# Directive 1
From the passage on thoughts and the mind, return the wording word for word, starting at "What seems to" and ending at "with a name.".

# Source document
The Spasm of the Mind

Our thoughts just will not let us be; they go on from the time we get up in the morning until the time we go to bed, and then they continue through the night in the form of dreams. We might even believe that we exist because of our thoughts: I think therefore I am. We are in the midst of what the psychologist, William James, called ‘a stream of consciousness.’ But really, it is not a stream of consciousness at all: it is a stream of thoughts, one thought after another. They are very often in conflict with each other, or in conflict with the intention that we have, and this creates many of our difficulties. The Dhammapada, for example, says, “All that we are is the result of our thoughts. It is founded on our thoughts.”

What seems to happen is that the mind turns back on itself; or, to put it another way, the mind is reflected back onto itself as awareness of awareness. This is sometimes called, ‘self’ awareness––although there is no self to be aware of. By giving this ‘self’ a name, ‘me,’ it becomes fixed. What we call ‘me,’ therefore, is a fold in the mind that is fixed as a thought with a name.

(Coordinate annotation records)

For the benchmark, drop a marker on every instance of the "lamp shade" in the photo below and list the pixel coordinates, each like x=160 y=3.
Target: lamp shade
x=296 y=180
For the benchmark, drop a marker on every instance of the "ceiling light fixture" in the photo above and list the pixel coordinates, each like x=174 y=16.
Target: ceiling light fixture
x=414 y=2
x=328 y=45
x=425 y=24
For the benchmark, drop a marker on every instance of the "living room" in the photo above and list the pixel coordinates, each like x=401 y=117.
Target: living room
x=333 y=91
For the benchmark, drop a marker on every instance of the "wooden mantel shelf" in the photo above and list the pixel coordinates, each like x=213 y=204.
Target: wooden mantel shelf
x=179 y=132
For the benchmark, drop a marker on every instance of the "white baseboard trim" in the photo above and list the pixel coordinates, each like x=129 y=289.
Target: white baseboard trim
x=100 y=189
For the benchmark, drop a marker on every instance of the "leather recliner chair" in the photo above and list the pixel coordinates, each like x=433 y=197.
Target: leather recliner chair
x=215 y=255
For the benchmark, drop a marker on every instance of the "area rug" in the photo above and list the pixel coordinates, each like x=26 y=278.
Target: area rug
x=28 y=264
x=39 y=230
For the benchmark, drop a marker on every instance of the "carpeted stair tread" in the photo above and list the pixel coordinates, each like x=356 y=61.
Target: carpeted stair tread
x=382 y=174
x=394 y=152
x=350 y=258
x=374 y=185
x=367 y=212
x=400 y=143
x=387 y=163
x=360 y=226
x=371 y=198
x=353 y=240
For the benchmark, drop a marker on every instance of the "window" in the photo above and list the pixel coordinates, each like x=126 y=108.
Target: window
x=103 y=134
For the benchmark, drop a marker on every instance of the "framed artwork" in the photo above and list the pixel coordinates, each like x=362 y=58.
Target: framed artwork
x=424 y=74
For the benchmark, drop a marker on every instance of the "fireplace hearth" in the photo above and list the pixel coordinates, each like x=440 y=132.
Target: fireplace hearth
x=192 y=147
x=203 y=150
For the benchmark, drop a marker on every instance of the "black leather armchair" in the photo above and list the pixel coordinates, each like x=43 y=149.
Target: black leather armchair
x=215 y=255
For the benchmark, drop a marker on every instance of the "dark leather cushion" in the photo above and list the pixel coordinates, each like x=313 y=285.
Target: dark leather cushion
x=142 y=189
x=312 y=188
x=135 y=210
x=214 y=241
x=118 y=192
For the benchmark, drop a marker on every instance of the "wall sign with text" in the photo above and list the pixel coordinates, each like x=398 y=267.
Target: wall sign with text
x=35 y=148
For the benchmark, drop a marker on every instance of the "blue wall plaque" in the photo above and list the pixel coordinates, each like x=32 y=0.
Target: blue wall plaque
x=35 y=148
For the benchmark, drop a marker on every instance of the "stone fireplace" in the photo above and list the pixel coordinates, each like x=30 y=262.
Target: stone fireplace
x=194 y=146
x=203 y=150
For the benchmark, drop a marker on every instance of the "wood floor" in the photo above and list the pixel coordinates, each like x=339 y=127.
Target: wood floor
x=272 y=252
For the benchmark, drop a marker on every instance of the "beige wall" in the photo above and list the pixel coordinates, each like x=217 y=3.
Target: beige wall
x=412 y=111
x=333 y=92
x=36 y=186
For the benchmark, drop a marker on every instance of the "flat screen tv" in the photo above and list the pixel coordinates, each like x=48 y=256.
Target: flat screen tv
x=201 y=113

...

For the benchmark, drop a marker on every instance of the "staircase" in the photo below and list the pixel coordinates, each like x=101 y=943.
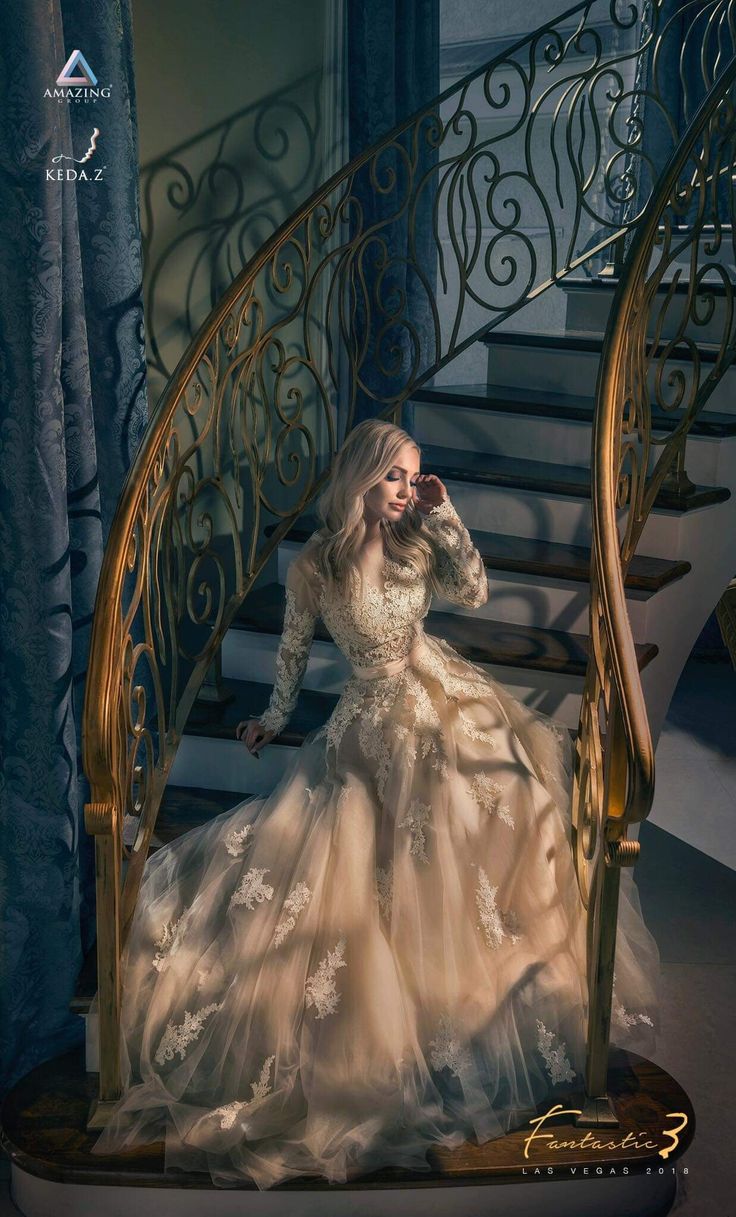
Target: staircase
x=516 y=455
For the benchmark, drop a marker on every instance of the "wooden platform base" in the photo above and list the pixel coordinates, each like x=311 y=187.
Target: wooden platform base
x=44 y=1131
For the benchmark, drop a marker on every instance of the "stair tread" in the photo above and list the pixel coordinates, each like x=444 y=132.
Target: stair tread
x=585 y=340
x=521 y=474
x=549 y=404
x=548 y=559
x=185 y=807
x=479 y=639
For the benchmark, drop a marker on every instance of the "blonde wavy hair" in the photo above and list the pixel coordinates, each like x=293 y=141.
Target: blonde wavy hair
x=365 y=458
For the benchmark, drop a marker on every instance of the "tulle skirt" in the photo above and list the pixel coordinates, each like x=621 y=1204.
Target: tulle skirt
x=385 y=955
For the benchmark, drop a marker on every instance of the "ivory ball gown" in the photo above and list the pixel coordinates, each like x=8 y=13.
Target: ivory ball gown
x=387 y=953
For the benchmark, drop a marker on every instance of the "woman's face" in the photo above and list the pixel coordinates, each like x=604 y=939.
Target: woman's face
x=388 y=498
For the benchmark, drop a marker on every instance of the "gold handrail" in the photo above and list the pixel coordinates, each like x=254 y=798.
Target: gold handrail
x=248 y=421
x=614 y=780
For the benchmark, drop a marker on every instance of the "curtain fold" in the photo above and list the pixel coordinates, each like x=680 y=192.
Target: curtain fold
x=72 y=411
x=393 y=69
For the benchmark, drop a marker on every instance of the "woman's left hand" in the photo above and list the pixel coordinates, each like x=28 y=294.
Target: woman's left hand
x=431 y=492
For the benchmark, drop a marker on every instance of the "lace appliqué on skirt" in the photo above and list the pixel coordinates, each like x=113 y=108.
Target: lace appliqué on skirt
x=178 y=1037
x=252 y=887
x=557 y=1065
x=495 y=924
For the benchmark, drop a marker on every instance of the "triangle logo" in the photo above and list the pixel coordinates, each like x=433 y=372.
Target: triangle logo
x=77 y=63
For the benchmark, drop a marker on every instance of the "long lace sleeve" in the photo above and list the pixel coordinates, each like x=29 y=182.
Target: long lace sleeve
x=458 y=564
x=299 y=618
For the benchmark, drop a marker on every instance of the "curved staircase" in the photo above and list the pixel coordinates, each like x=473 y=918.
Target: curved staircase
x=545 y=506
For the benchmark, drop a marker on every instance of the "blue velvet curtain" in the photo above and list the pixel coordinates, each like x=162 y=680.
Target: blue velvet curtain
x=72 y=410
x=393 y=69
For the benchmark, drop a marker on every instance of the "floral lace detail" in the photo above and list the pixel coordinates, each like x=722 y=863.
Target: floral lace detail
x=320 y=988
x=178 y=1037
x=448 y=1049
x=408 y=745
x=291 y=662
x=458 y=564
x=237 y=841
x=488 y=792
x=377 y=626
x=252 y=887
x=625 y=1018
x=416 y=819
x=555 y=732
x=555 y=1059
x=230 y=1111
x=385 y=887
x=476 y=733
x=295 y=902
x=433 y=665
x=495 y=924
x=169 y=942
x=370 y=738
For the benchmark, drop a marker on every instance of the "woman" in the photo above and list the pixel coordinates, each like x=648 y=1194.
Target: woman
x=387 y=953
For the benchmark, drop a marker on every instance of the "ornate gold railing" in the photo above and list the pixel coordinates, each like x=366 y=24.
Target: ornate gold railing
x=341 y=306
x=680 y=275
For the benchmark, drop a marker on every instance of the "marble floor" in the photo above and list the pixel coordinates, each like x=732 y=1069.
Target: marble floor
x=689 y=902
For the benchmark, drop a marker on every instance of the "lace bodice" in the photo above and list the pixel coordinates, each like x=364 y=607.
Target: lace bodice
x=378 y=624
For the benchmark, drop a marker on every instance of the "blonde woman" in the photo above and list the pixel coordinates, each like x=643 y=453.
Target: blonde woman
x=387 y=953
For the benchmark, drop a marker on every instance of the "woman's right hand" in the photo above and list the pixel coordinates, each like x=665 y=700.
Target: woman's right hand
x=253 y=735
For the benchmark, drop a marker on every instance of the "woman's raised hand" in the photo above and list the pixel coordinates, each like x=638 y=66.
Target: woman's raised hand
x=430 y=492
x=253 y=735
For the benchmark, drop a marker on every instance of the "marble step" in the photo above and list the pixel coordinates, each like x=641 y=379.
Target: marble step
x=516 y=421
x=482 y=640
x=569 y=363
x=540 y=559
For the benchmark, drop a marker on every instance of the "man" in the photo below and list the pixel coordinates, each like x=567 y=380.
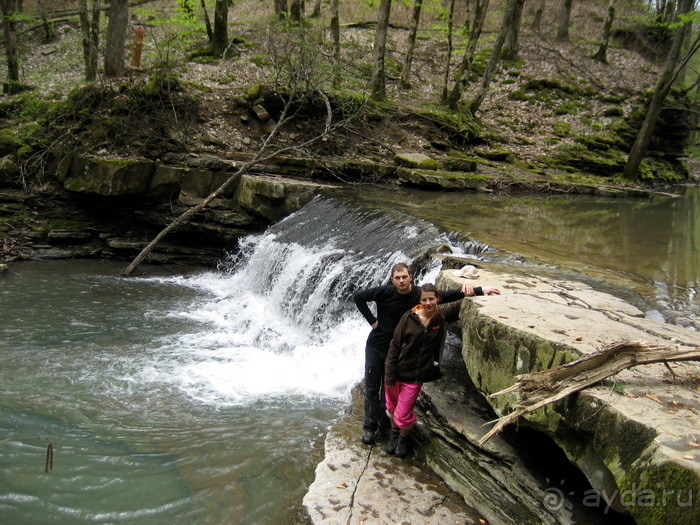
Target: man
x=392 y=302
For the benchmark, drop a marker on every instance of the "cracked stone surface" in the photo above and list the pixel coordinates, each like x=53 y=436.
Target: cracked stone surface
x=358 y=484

---

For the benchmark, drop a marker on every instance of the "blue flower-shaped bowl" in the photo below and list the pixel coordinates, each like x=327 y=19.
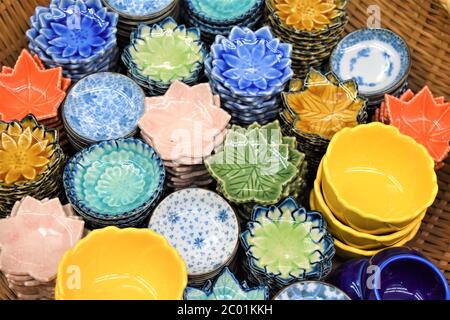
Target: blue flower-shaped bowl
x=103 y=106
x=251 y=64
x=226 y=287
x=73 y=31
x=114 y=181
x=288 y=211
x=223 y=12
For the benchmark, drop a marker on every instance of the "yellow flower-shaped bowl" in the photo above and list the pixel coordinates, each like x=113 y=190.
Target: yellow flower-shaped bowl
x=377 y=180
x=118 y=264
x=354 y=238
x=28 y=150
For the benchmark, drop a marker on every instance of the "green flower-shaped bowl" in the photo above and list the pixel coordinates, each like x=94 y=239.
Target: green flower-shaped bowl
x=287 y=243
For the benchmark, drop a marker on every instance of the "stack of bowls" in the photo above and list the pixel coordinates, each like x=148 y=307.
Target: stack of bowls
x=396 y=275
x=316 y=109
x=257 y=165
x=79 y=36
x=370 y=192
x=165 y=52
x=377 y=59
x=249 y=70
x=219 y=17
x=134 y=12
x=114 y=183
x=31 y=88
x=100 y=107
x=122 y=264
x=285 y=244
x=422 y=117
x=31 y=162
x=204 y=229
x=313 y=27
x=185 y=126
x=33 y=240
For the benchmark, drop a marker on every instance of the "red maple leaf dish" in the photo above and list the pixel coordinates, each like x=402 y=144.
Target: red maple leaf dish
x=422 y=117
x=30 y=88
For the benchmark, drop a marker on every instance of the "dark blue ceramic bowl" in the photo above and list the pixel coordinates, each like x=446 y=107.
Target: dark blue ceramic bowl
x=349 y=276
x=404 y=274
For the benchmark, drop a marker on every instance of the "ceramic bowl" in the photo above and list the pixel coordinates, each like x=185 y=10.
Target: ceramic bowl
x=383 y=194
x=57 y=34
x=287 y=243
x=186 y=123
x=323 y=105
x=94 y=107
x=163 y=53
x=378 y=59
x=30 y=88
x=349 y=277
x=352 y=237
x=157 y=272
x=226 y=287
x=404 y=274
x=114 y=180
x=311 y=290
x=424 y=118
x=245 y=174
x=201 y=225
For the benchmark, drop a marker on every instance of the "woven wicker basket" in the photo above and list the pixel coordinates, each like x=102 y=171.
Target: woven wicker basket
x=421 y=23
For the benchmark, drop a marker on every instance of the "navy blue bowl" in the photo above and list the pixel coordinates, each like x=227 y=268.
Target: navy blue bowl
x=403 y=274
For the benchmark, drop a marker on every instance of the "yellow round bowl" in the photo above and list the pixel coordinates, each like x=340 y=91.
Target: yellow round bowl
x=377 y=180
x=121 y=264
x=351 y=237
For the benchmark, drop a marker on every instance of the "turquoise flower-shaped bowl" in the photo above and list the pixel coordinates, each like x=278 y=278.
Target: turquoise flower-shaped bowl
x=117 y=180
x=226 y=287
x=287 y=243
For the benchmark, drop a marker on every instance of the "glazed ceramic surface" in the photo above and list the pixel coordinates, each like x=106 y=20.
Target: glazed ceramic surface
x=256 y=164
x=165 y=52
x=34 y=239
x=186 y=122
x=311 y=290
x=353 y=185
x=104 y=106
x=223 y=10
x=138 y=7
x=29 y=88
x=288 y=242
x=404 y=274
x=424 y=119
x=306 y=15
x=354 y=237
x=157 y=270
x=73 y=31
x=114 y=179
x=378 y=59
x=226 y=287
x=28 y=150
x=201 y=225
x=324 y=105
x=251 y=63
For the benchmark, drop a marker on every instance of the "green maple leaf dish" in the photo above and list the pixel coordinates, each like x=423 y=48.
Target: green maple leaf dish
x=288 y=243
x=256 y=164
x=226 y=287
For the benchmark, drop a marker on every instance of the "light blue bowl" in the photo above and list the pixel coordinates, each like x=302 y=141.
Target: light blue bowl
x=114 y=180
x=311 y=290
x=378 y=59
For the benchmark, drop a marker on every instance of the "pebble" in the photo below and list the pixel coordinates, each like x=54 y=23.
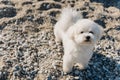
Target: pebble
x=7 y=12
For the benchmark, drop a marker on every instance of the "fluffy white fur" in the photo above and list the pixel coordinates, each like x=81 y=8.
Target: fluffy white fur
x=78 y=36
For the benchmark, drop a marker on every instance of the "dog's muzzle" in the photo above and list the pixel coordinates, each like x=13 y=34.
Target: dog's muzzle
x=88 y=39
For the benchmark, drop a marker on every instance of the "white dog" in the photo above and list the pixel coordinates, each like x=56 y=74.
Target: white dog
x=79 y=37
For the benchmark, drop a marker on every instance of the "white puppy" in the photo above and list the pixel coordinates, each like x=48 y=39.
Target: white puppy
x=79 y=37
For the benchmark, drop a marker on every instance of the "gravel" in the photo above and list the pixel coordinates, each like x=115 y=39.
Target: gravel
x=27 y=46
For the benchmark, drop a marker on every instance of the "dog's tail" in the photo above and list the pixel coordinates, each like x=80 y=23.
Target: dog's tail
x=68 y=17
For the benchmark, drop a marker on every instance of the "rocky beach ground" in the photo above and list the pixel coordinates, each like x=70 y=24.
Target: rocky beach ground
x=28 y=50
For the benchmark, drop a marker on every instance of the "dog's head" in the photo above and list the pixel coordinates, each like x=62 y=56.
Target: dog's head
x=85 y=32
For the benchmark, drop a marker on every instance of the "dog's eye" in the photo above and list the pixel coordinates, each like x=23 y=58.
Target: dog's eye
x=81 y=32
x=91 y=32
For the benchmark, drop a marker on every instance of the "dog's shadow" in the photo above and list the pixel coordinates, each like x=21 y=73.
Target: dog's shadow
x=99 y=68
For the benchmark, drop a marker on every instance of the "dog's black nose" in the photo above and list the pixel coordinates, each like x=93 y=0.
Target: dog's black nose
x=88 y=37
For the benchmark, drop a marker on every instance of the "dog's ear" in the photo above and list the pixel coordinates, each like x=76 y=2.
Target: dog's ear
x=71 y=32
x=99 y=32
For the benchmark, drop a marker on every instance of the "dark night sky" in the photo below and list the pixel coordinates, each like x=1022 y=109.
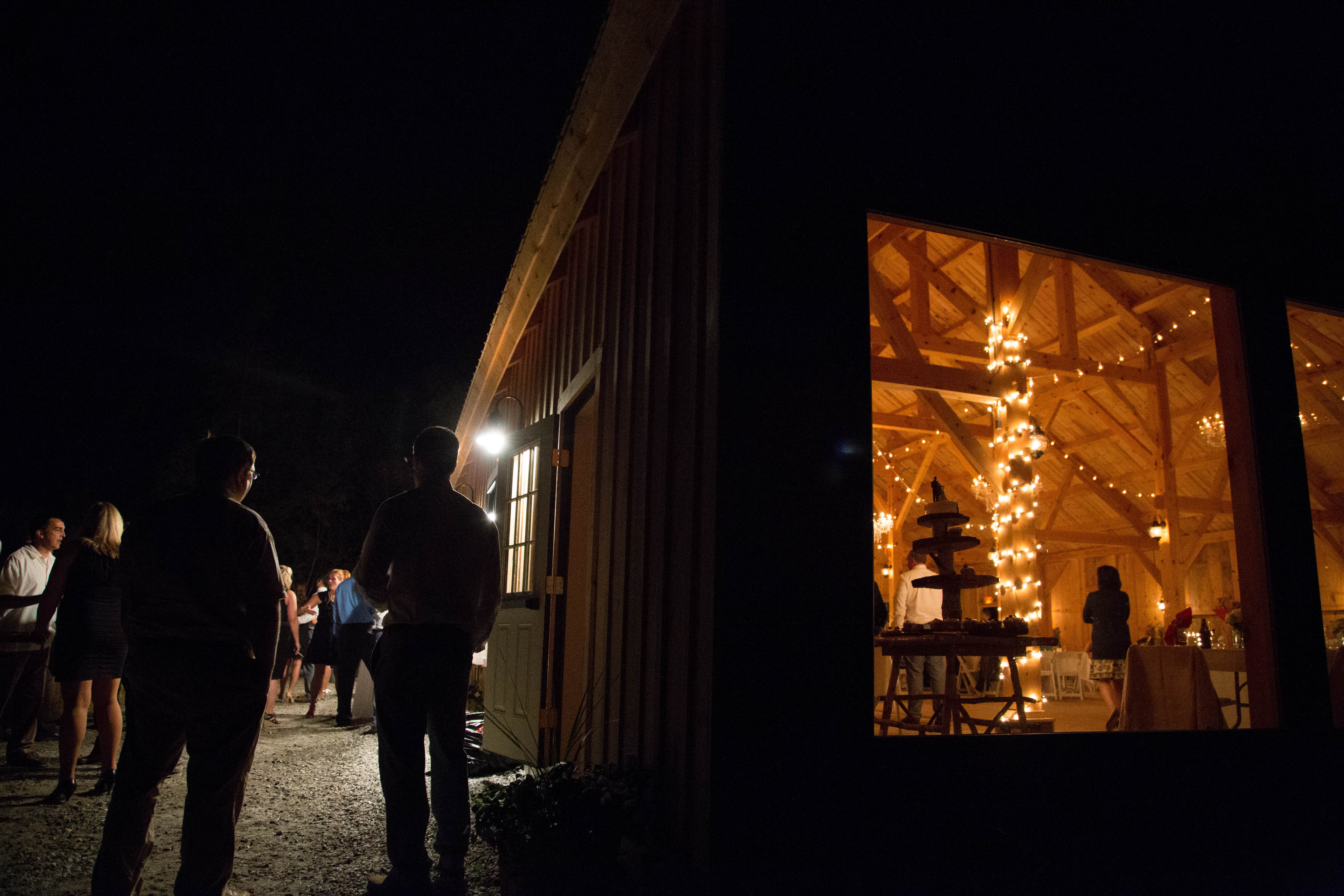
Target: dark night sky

# Directive 2
Rewrite the records starting at the line that contains "like x=162 y=680." and ending at the line that contains "x=370 y=738" as a CSV with the columns text and answer, one row per record. Put each field in quotes and replace any line breaks with spaces.

# Exercise answer 1
What seems to happen is that the mind turns back on itself; or, to put it another way, the mind is reflected back onto itself as awareness of awareness. This is sometimes called, ‘self’ awareness––although there is no self to be aware of. By giving this ‘self’ a name, ‘me,’ it becomes fixed. What we call ‘me,’ therefore, is a fold in the mind that is fixed as a thought with a name.

# Exercise answer 2
text,answer
"For the benchmark, drop a marker on every instance of the ""blue velvet curtain"" in the photo above and list the pixel coordinates, each like x=162 y=680. Target: blue velvet curtain","x=72 y=410 x=393 y=69"
"For the benchmark, drop a marker on every instance of the ""floral lace detail"" in the photo above and list the pixel coordinates, each like x=722 y=863. Target: floral lace detail","x=320 y=988 x=178 y=1037 x=448 y=1049 x=408 y=745 x=291 y=662 x=458 y=564 x=237 y=841 x=488 y=792 x=377 y=626 x=252 y=887 x=625 y=1018 x=416 y=819 x=555 y=732 x=555 y=1059 x=230 y=1111 x=385 y=887 x=476 y=733 x=295 y=902 x=433 y=665 x=495 y=924 x=169 y=942 x=370 y=738"